Задания —
1: Какими дарованиями, согласно отрывку о Проперции и Кинфии, обладала Кинфия?
2: Продолжите отрывок о Проперции и Кинфии после его последней строки.

Данный отрывок —
▶
Вот так-то вот: «слабоватый на вид и тощий» юноша покорил сердце Кинфии. А ведь она была не только хороша собой, но и прекрасно образована, обладала поэтическим и музыкальным дарованием, исключительным обаянием. Все эти прелести привлекала к ней многочисленных поклонников. А Проперций вызывал жгучую ревность. И одна бурная ссора следует за другой, но поэт признается:


Сладкой мне ссора была при мерцанье вчерашних светилен,
Милым – неистовый звук злых обвинений твоих.
Что, разъярясь от вина, тебе опрокидывать столик,
Буйной рукою в меня полные кубки швырять?
Нет! Ты в волосы мне вцепляйся пальцами злее,
Ногтем изящным сильней мне расцарапай лицо,
Выжечь глаза мне грозишь, швырнув мне в лицо головнею,
И обнажи мою грудь, платье на ней разорвав.
Этим покажешь ты мне несомненные признаки страсти:
Только ведь этим видна в женщине мука любви.
Если женщина вдруг начнет бушевать и браниться, —
Та у богини любви будет валяться в ногах,
Если за милым следить посылает она провожатых
Иль как менада за ним по переулкам бежит,
Если ревнивые сны постоянно терзают бедняжку
Или портреты других мучат красавиц ее, —
Я тех душевных тревог безошибочный истолкователь:
В них я нередко встречал признаки первой любви.
◀
[Записи из набора данных]
▶
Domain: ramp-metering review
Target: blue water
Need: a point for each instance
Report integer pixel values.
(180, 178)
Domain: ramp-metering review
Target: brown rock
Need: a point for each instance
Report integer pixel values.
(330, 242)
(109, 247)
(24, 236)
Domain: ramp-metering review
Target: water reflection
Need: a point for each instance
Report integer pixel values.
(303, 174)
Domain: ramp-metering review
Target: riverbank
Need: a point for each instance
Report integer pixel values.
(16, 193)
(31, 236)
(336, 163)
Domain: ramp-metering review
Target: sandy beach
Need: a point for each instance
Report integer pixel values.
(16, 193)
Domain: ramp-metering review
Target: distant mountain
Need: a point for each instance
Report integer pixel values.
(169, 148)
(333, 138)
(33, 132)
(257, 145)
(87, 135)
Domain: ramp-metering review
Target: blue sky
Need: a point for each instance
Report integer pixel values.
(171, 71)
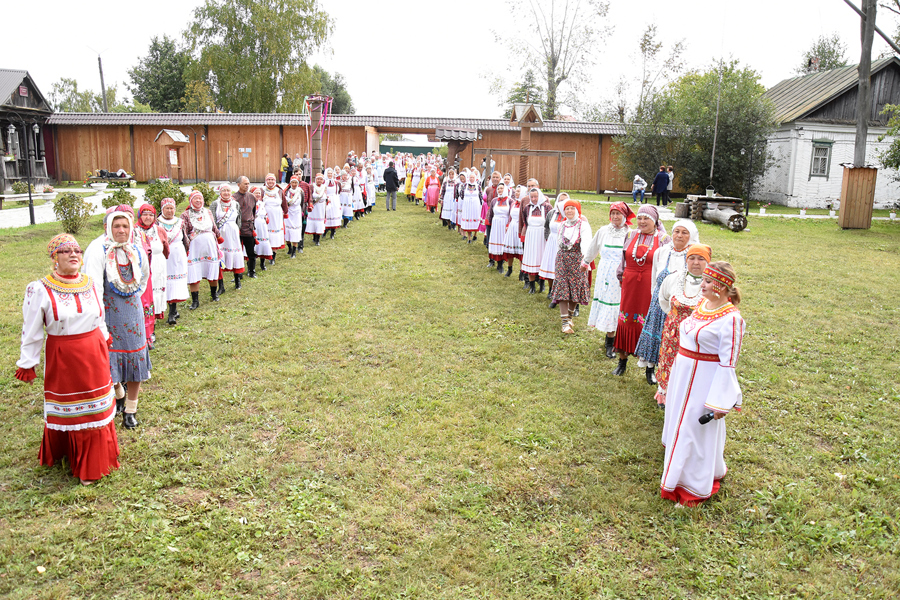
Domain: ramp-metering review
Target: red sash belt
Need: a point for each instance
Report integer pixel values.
(698, 355)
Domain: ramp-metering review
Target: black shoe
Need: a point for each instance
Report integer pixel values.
(610, 347)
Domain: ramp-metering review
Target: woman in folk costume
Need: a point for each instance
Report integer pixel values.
(157, 247)
(346, 197)
(357, 187)
(635, 273)
(420, 188)
(512, 243)
(412, 182)
(531, 221)
(276, 209)
(669, 259)
(176, 263)
(125, 272)
(547, 271)
(293, 225)
(571, 286)
(315, 223)
(203, 248)
(703, 381)
(227, 214)
(432, 190)
(608, 245)
(79, 404)
(448, 200)
(461, 183)
(497, 220)
(333, 216)
(371, 189)
(471, 207)
(263, 248)
(679, 295)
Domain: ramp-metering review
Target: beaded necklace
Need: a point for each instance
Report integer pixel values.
(682, 296)
(643, 259)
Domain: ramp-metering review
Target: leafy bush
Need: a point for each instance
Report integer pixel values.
(120, 196)
(209, 195)
(21, 187)
(72, 212)
(158, 190)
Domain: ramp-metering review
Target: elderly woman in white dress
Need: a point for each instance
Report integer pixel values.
(607, 245)
(703, 383)
(204, 256)
(176, 263)
(227, 214)
(669, 259)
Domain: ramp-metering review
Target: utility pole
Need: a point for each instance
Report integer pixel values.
(864, 96)
(102, 85)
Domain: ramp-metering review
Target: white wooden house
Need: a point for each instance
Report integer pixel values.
(817, 132)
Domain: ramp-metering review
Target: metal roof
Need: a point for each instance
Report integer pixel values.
(798, 97)
(446, 134)
(10, 80)
(290, 119)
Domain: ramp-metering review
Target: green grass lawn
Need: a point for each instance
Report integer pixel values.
(385, 417)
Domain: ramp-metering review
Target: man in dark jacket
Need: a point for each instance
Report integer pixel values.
(247, 202)
(391, 185)
(660, 184)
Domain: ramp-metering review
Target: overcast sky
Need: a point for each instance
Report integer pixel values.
(426, 62)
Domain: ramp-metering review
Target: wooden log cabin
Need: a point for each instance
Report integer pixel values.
(225, 146)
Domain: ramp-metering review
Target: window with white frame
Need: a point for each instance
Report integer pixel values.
(821, 159)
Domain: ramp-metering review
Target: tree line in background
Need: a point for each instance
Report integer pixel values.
(235, 56)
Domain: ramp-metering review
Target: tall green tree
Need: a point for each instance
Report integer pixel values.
(565, 43)
(827, 52)
(680, 123)
(336, 87)
(158, 79)
(249, 51)
(66, 97)
(527, 90)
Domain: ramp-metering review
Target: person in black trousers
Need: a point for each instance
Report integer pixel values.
(391, 185)
(660, 186)
(247, 202)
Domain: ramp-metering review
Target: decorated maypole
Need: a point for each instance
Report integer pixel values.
(319, 110)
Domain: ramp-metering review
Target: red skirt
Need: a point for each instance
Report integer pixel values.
(79, 405)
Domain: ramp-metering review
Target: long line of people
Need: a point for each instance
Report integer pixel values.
(657, 297)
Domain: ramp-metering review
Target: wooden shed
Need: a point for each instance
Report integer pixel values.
(225, 146)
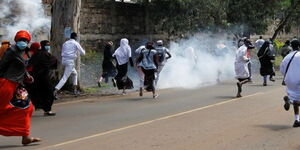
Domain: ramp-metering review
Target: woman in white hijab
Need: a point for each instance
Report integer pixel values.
(123, 56)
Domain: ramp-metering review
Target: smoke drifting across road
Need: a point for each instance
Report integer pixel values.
(203, 59)
(24, 15)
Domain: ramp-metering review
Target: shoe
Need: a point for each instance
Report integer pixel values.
(99, 84)
(114, 82)
(30, 140)
(296, 124)
(49, 113)
(286, 103)
(239, 87)
(141, 93)
(272, 79)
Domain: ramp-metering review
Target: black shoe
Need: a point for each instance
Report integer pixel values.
(114, 82)
(296, 124)
(49, 113)
(272, 79)
(286, 103)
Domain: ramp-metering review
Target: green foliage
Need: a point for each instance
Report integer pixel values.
(277, 44)
(91, 56)
(246, 17)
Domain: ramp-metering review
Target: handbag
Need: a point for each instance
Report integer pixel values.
(287, 68)
(20, 99)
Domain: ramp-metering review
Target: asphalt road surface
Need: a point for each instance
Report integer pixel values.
(208, 118)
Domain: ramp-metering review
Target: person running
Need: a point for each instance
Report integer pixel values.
(259, 43)
(266, 55)
(164, 55)
(289, 67)
(108, 67)
(15, 118)
(69, 54)
(148, 61)
(241, 65)
(139, 68)
(286, 48)
(123, 56)
(42, 63)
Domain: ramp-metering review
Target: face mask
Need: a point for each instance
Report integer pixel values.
(47, 48)
(22, 45)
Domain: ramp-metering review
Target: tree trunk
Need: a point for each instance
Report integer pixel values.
(283, 22)
(65, 13)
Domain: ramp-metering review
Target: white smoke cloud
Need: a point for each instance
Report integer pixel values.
(201, 60)
(24, 15)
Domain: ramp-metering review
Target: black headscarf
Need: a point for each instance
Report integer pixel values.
(43, 44)
(263, 49)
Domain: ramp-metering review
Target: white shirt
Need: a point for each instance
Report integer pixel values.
(70, 49)
(123, 53)
(292, 78)
(259, 43)
(241, 63)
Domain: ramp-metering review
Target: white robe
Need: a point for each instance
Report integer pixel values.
(292, 78)
(241, 63)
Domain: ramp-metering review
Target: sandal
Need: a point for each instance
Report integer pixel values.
(30, 140)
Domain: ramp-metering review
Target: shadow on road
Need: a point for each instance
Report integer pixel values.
(275, 127)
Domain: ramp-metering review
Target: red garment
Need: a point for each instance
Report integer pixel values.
(22, 34)
(13, 121)
(34, 48)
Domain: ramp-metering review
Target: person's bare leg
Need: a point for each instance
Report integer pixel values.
(239, 85)
(296, 112)
(141, 91)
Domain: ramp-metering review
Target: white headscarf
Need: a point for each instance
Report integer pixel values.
(123, 52)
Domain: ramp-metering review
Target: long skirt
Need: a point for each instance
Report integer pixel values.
(149, 79)
(42, 93)
(13, 121)
(123, 81)
(266, 67)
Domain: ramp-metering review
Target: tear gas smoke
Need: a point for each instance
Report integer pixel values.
(24, 15)
(200, 60)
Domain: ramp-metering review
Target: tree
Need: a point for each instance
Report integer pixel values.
(287, 16)
(65, 13)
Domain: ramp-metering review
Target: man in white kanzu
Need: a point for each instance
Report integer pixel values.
(164, 55)
(290, 69)
(69, 54)
(241, 63)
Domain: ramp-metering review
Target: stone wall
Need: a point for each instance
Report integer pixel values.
(105, 20)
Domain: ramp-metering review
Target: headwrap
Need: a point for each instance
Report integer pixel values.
(4, 46)
(35, 47)
(22, 34)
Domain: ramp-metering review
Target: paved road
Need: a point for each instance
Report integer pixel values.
(192, 119)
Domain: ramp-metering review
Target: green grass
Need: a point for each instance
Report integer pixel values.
(278, 60)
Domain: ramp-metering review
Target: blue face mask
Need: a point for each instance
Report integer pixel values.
(47, 48)
(22, 45)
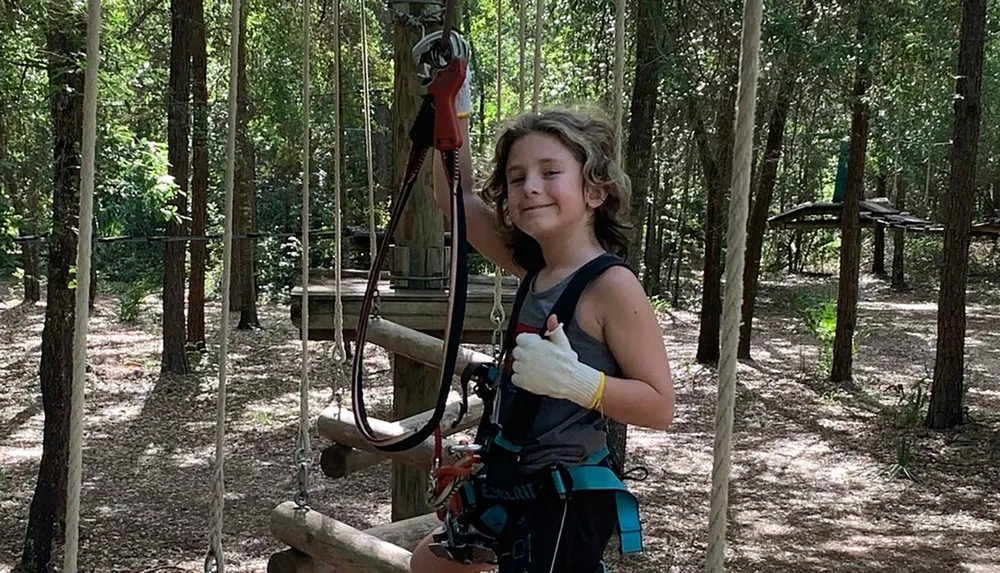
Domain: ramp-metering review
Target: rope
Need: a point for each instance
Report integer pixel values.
(339, 354)
(215, 556)
(619, 87)
(537, 86)
(373, 247)
(82, 316)
(497, 315)
(303, 450)
(521, 41)
(736, 237)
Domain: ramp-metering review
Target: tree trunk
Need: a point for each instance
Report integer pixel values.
(178, 96)
(878, 254)
(850, 234)
(945, 409)
(46, 516)
(899, 242)
(653, 254)
(761, 206)
(645, 93)
(716, 166)
(244, 292)
(757, 225)
(199, 175)
(682, 226)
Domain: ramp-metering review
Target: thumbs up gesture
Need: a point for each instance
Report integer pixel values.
(549, 366)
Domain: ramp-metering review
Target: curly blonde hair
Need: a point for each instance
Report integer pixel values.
(590, 136)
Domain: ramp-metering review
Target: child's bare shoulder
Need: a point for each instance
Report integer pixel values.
(618, 282)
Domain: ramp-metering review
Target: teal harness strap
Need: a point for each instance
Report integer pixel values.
(600, 478)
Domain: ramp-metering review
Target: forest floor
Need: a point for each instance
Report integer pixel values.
(812, 487)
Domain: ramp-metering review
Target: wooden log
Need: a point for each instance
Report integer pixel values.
(337, 425)
(341, 548)
(418, 346)
(339, 460)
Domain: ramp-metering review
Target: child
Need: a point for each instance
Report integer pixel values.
(557, 202)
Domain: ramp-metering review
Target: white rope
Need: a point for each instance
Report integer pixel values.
(497, 314)
(303, 454)
(539, 24)
(736, 246)
(618, 91)
(218, 477)
(82, 316)
(366, 88)
(522, 24)
(338, 313)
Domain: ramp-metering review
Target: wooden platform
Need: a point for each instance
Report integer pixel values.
(420, 310)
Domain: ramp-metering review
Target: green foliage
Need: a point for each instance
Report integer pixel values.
(820, 317)
(279, 266)
(659, 303)
(8, 232)
(911, 404)
(130, 299)
(902, 468)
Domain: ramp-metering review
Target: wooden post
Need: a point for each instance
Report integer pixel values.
(421, 231)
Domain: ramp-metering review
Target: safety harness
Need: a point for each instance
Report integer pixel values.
(477, 497)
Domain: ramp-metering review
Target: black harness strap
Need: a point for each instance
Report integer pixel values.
(526, 404)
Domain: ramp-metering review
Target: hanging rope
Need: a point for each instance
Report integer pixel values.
(303, 450)
(618, 92)
(522, 25)
(82, 317)
(537, 86)
(214, 560)
(339, 354)
(366, 90)
(373, 237)
(736, 246)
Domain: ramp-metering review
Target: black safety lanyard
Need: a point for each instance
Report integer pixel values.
(436, 126)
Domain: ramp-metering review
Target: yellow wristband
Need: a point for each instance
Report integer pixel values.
(599, 393)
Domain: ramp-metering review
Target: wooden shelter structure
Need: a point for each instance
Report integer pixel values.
(874, 213)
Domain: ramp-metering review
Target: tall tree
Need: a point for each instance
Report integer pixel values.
(850, 230)
(716, 163)
(945, 408)
(899, 241)
(178, 97)
(757, 224)
(243, 292)
(878, 256)
(199, 174)
(645, 93)
(64, 43)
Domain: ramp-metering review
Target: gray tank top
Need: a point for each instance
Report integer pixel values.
(562, 432)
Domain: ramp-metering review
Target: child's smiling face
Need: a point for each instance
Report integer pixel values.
(545, 188)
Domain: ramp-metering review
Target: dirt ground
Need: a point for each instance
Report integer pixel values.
(811, 485)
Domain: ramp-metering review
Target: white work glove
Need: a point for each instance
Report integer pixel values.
(549, 366)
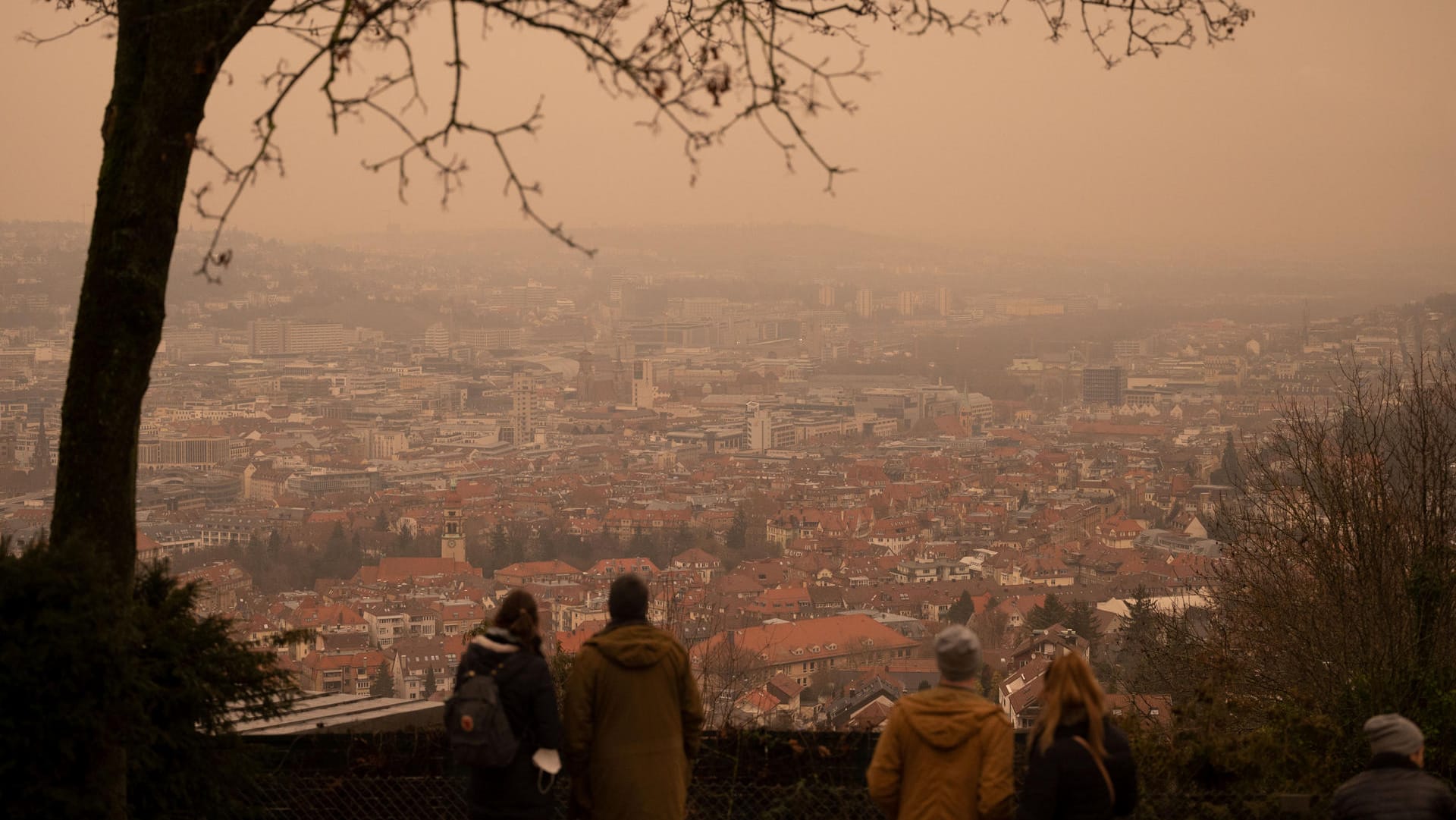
◀
Ответы по порядку —
1: Поэтическим и музыкальным.

2:
Верности прочной там нет, где ее не питают измены,
Только врагу посулю милую с вялой душой.
Пусть на шее моей укусы сверстники видят,
Пусть им докажет синяк близость любимой моей.
Мучиться сам хочу я в любви или слышать о муках,
Слезы увидев свои или же слезы твои.

Проперций наделен необычно бурным темпераментом: он и страстен, и порывист. Что для него тихая, скромная муза? «Только врагу посулю милую с вялой душой» — по-моему, главный девиз его любовной лирики. Он мечтает о том, чтобы милая с буйной душой не забыла его и тогда, когда отойдет ее возлюбленный под своды мрачных потусторонних подземелий.


Нет, не заботит меня мой погребальный костер,
Лишь бы по смерти моей любовь ты свою не забыла. –
Страха смерти своей этот гнетет меня страх.
Ах, не затем заглянул мне в глаза легкомысленный мальчик,
Чтоб мой прах позабыл о нерушимой любви!
Там я, кем бы не стал, прослыву тебе верною тенью,
Чувство мое перейдет даже смерти предел.
Там пусть сойдется весь хор героинь прекрасных, которых
Отдал аргивским мужам некогда Трои разгром,
Но ни одной среди них милее тебя не найду я,
Кинфия, — так да решит суд справедливо Земли.
Как бы ни долго жила ты в старости волею рока,
Даже и кости мои дороги будут слезам.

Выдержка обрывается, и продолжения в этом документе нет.